Extract every line of the listing below that contains the string "undergrowth".

• [DATA FOR PROCESSING]
* * *
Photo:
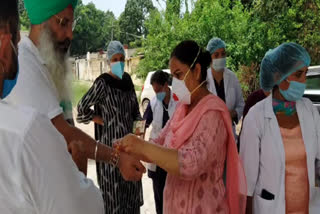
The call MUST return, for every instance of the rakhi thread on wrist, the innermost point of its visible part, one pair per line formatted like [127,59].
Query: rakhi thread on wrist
[115,156]
[96,150]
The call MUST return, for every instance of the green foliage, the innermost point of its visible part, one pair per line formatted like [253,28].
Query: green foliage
[94,29]
[131,21]
[24,20]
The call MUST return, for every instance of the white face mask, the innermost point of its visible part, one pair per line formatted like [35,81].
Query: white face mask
[180,90]
[219,64]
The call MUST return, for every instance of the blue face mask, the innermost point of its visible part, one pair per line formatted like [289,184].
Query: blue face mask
[117,69]
[8,85]
[161,96]
[294,92]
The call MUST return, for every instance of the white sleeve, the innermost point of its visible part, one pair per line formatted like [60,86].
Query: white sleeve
[54,183]
[316,118]
[35,90]
[250,150]
[239,99]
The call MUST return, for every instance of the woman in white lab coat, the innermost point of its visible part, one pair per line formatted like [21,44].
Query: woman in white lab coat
[280,138]
[222,82]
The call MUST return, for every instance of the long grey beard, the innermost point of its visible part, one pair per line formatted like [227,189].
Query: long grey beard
[57,63]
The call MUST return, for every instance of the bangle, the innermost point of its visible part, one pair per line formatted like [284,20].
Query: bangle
[115,157]
[96,151]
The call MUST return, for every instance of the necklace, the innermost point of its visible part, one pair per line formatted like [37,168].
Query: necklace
[284,107]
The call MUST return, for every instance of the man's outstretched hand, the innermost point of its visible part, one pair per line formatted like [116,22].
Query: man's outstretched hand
[131,168]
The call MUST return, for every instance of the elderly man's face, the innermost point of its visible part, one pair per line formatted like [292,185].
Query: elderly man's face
[61,28]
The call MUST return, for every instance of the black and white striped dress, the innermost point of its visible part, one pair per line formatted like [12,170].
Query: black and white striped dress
[116,102]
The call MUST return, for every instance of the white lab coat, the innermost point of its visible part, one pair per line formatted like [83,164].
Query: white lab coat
[263,155]
[157,111]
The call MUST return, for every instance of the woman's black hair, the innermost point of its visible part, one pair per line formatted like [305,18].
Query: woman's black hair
[187,51]
[9,15]
[160,77]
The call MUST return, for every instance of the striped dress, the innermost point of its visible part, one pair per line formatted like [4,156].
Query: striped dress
[116,102]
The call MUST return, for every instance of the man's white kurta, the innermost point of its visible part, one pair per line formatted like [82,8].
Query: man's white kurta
[34,87]
[37,174]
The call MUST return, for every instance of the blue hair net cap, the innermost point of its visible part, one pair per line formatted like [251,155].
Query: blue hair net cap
[280,63]
[115,47]
[215,44]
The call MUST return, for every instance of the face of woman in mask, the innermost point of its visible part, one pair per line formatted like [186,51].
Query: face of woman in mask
[219,60]
[117,65]
[185,80]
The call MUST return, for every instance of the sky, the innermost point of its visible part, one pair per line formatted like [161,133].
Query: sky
[116,6]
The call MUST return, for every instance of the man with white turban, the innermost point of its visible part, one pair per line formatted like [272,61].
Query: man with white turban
[43,81]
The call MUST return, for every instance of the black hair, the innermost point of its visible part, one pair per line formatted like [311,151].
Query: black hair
[9,15]
[187,51]
[160,77]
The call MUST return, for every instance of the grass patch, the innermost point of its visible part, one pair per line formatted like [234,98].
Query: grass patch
[79,88]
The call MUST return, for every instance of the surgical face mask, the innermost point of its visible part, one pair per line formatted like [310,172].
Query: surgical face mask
[179,89]
[219,64]
[294,92]
[181,92]
[117,69]
[161,96]
[8,85]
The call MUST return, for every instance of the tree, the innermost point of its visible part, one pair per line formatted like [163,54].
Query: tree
[24,19]
[94,29]
[132,20]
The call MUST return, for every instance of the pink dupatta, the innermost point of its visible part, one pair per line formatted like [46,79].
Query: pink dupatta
[183,127]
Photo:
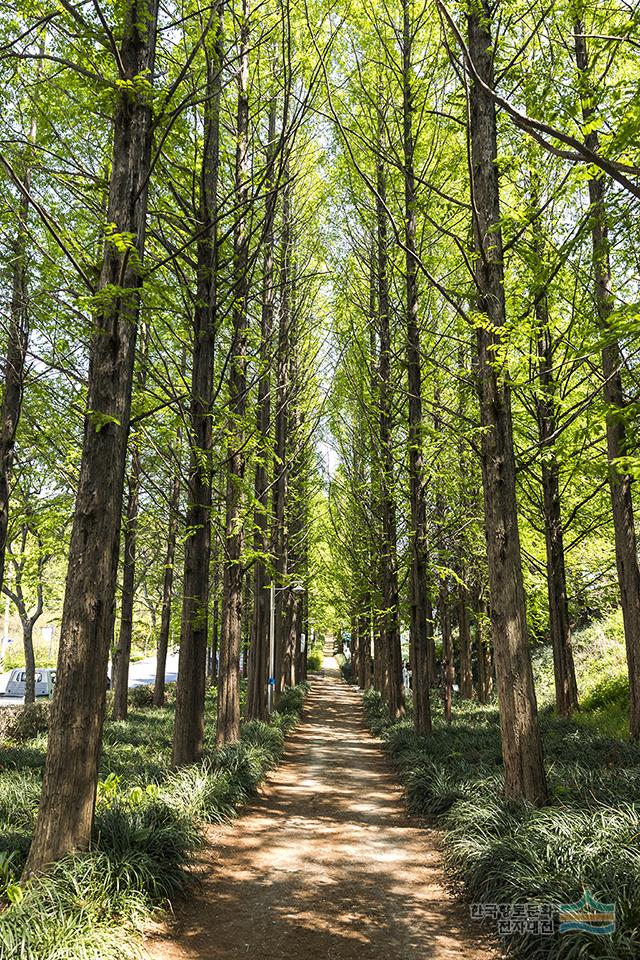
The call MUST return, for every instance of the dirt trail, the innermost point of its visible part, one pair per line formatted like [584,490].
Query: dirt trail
[325,864]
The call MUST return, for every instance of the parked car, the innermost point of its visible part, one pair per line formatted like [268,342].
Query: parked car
[16,685]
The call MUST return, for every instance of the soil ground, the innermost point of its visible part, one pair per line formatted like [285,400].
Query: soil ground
[325,864]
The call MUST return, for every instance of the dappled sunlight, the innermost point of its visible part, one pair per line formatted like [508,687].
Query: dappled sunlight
[326,863]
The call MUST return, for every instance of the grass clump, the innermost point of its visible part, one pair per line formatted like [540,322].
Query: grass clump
[149,822]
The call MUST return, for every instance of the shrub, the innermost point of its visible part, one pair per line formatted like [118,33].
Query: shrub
[141,696]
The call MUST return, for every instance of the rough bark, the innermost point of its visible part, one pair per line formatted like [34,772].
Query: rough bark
[188,731]
[123,650]
[388,648]
[448,665]
[228,721]
[65,816]
[464,626]
[167,591]
[259,649]
[419,568]
[566,688]
[620,483]
[27,620]
[521,742]
[279,535]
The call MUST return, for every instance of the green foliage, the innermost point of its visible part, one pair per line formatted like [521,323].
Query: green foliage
[149,823]
[497,851]
[315,659]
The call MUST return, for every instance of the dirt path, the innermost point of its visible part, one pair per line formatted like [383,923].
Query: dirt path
[326,864]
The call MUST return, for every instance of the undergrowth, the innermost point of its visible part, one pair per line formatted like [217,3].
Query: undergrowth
[500,852]
[149,823]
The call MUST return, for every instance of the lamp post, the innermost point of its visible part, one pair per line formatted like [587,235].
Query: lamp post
[296,588]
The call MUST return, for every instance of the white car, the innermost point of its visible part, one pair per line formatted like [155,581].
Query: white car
[16,685]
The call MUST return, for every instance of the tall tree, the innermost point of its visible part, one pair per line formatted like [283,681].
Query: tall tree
[626,546]
[65,816]
[521,742]
[228,722]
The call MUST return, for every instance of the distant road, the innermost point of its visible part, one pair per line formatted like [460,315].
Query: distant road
[141,674]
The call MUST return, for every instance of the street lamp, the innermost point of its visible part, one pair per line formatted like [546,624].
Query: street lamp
[295,588]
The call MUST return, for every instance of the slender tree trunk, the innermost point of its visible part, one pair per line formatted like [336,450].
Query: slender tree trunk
[123,651]
[521,742]
[167,590]
[259,650]
[228,727]
[431,644]
[17,343]
[388,648]
[215,621]
[566,688]
[66,810]
[419,572]
[448,666]
[29,661]
[626,546]
[279,537]
[464,624]
[188,731]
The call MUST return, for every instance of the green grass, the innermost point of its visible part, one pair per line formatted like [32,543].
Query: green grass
[496,851]
[149,823]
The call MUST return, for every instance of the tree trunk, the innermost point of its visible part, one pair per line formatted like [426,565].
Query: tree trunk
[388,648]
[618,447]
[167,590]
[259,650]
[418,533]
[123,651]
[215,621]
[521,742]
[17,343]
[464,624]
[566,689]
[228,727]
[29,662]
[448,665]
[188,731]
[65,816]
[279,537]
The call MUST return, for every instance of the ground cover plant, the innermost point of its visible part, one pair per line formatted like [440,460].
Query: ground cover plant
[498,851]
[149,823]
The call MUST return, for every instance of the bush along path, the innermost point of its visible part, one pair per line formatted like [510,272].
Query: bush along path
[500,852]
[326,864]
[150,824]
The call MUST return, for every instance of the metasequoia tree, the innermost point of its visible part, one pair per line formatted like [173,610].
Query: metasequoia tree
[626,547]
[188,733]
[521,742]
[65,816]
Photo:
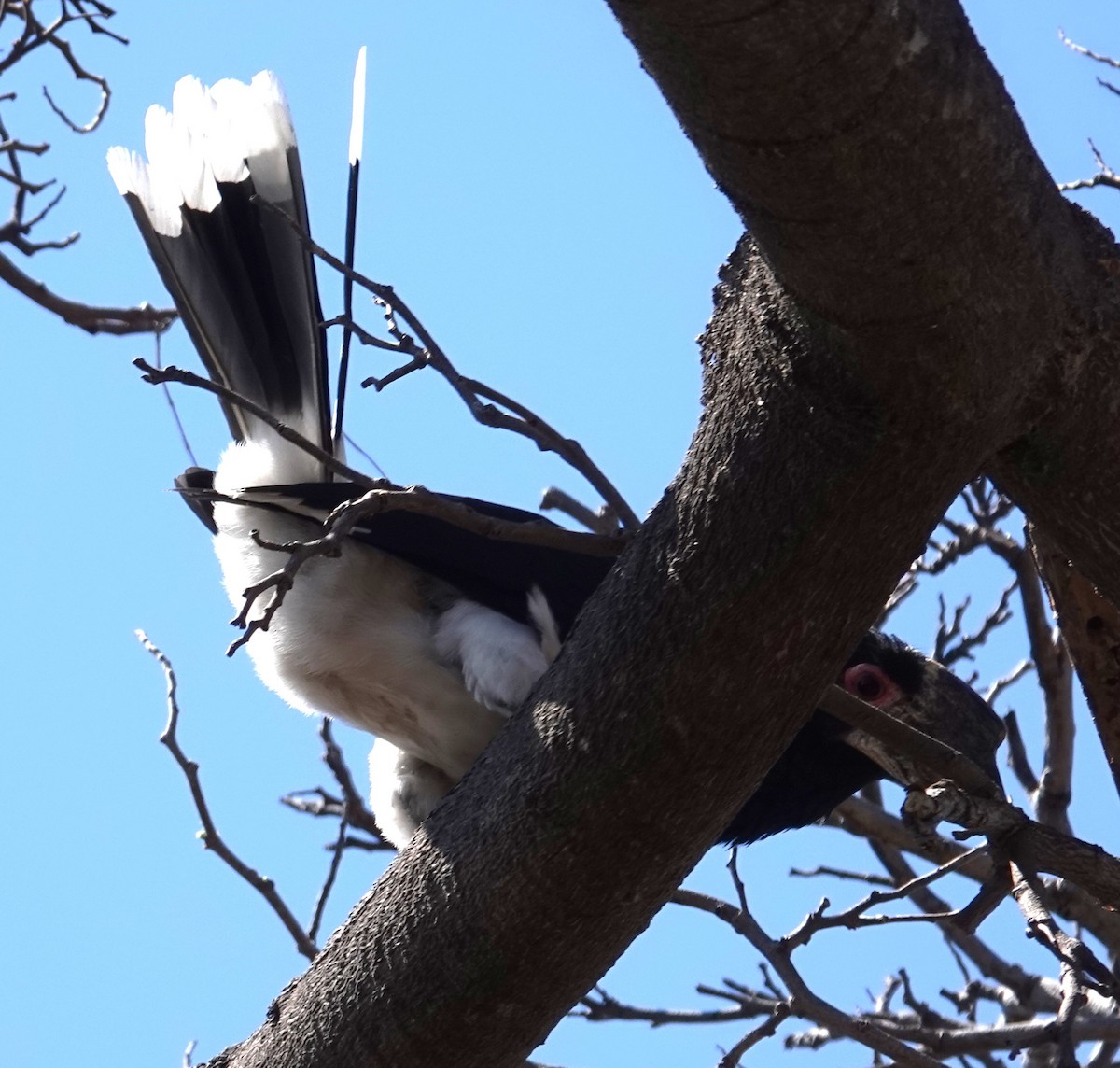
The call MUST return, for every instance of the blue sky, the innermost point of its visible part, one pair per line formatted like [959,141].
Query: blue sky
[530,195]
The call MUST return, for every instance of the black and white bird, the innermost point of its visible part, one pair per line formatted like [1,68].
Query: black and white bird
[424,633]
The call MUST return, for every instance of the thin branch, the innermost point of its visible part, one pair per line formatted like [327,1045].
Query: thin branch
[210,836]
[428,353]
[731,1059]
[172,373]
[804,1002]
[93,319]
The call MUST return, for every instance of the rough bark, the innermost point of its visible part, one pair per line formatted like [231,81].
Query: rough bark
[914,302]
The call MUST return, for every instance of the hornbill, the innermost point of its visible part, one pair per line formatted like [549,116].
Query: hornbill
[421,632]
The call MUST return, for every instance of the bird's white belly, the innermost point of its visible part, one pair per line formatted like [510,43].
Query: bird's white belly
[368,659]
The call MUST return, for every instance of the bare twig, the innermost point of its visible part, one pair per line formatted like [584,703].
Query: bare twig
[50,36]
[172,373]
[210,836]
[731,1059]
[481,399]
[804,1002]
[93,319]
[1091,632]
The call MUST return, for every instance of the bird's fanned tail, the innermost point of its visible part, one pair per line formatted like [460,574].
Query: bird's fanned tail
[236,268]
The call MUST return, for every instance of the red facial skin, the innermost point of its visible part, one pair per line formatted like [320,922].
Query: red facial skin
[872,683]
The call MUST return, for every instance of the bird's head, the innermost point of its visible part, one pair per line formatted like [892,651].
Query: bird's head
[910,687]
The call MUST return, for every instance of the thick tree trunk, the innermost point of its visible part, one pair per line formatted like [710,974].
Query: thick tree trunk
[911,307]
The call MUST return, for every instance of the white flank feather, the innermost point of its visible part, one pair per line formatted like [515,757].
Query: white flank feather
[501,659]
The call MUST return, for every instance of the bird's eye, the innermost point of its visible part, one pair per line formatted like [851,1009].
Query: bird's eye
[871,683]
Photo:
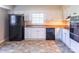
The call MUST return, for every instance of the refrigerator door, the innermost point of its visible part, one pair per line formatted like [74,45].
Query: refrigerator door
[15,27]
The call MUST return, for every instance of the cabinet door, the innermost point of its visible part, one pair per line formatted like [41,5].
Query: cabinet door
[74,46]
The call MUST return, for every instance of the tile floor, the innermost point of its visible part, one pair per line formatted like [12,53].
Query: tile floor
[34,46]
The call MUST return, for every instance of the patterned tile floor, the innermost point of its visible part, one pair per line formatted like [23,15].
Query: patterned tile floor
[34,46]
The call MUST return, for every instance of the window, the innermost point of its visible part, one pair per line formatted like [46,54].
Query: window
[37,18]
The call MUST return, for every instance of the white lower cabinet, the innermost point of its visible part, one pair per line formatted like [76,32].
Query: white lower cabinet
[65,37]
[74,46]
[35,33]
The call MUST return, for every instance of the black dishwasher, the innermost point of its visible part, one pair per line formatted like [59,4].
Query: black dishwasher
[50,34]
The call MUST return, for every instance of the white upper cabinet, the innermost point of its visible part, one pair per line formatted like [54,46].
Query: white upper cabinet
[72,10]
[35,33]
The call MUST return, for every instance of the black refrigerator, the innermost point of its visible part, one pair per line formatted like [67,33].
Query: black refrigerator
[16,27]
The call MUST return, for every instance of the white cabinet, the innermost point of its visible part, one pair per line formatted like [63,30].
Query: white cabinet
[35,33]
[58,33]
[74,46]
[65,37]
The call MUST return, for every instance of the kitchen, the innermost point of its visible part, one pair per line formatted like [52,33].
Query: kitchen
[46,23]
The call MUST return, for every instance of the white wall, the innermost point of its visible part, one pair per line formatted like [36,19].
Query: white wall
[51,12]
[69,10]
[3,17]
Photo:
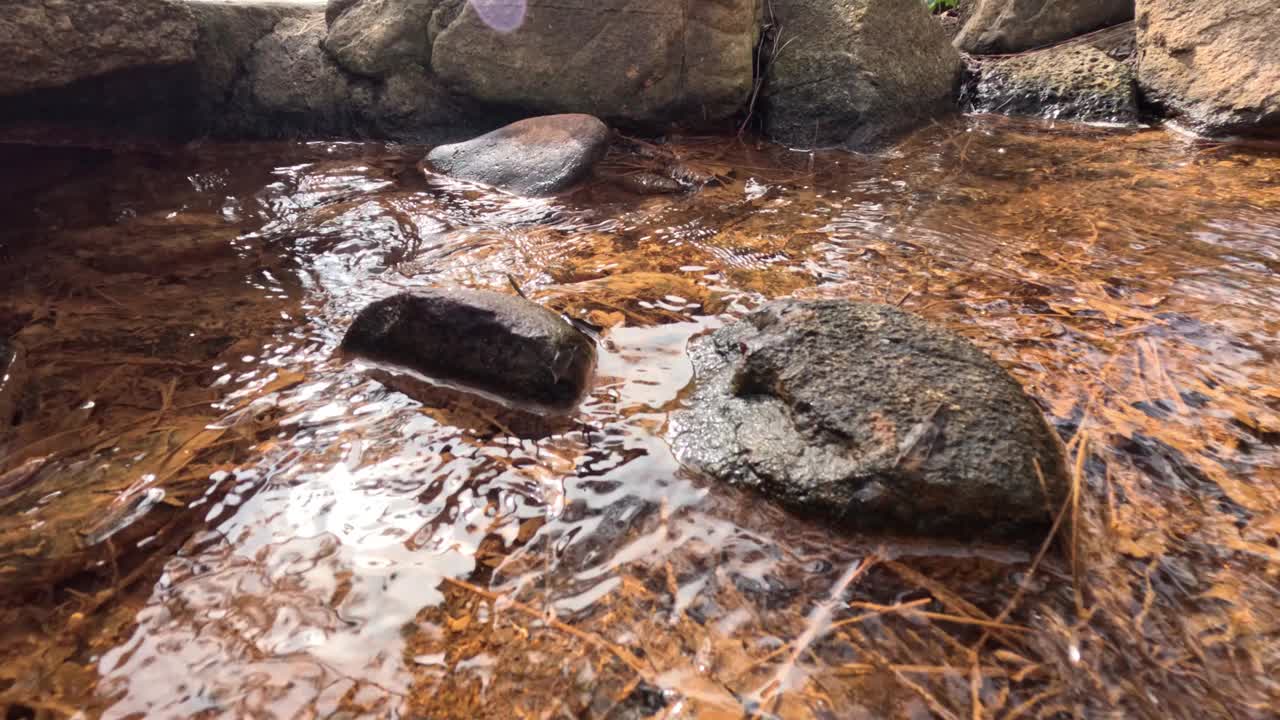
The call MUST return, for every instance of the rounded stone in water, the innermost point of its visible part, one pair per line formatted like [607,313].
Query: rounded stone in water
[872,417]
[493,342]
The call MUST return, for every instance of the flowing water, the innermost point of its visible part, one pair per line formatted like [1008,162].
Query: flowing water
[205,514]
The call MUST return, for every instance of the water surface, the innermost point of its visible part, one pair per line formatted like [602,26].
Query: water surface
[208,515]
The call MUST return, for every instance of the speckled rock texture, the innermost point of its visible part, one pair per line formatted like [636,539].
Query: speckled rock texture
[501,345]
[533,156]
[872,418]
[629,62]
[1013,26]
[855,73]
[1214,65]
[1072,83]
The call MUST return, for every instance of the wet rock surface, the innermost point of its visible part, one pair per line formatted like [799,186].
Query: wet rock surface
[375,37]
[659,60]
[13,377]
[533,156]
[1013,26]
[1073,83]
[855,72]
[497,343]
[871,417]
[50,44]
[289,86]
[1215,65]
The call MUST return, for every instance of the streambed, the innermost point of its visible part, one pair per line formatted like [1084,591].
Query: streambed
[208,515]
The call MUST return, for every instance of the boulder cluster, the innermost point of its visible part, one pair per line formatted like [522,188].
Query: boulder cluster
[813,73]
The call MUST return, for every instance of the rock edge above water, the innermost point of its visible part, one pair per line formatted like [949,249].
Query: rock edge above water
[869,417]
[534,156]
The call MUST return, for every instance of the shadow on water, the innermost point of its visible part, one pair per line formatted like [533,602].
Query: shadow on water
[205,514]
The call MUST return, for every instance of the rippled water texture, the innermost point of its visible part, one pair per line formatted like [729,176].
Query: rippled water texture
[206,515]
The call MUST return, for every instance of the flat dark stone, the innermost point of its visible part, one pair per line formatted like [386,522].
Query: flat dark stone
[497,343]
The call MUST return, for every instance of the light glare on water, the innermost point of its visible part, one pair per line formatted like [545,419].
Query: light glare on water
[359,552]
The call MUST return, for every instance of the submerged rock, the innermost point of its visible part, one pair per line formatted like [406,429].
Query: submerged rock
[1215,65]
[13,378]
[49,44]
[1013,26]
[497,343]
[1073,83]
[533,156]
[868,415]
[855,72]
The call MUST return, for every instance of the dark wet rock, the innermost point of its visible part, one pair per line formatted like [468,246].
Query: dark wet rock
[497,343]
[626,62]
[336,8]
[51,44]
[1013,26]
[1073,83]
[868,415]
[954,18]
[1214,65]
[855,72]
[531,156]
[376,37]
[13,381]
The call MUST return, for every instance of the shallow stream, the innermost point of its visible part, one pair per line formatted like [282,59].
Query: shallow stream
[204,514]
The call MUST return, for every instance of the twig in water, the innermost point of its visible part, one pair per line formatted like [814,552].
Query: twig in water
[819,623]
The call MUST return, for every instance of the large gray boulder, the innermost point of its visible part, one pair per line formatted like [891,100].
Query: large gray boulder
[227,35]
[48,44]
[630,62]
[1069,82]
[871,417]
[531,156]
[375,37]
[1215,65]
[288,86]
[1013,26]
[496,343]
[855,72]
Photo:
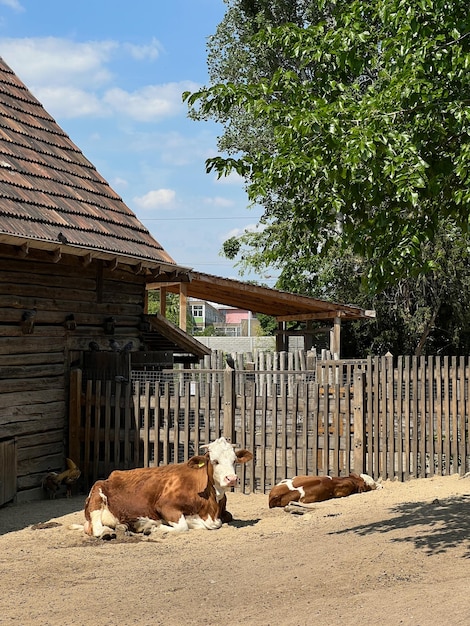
* * *
• [RESPONSE FOR THIS EXERCISE]
The call MUST return, for every instance of the undergrowth, the innermost point of its visible part, one pair per line formatted like [217,3].
Query: undergrowth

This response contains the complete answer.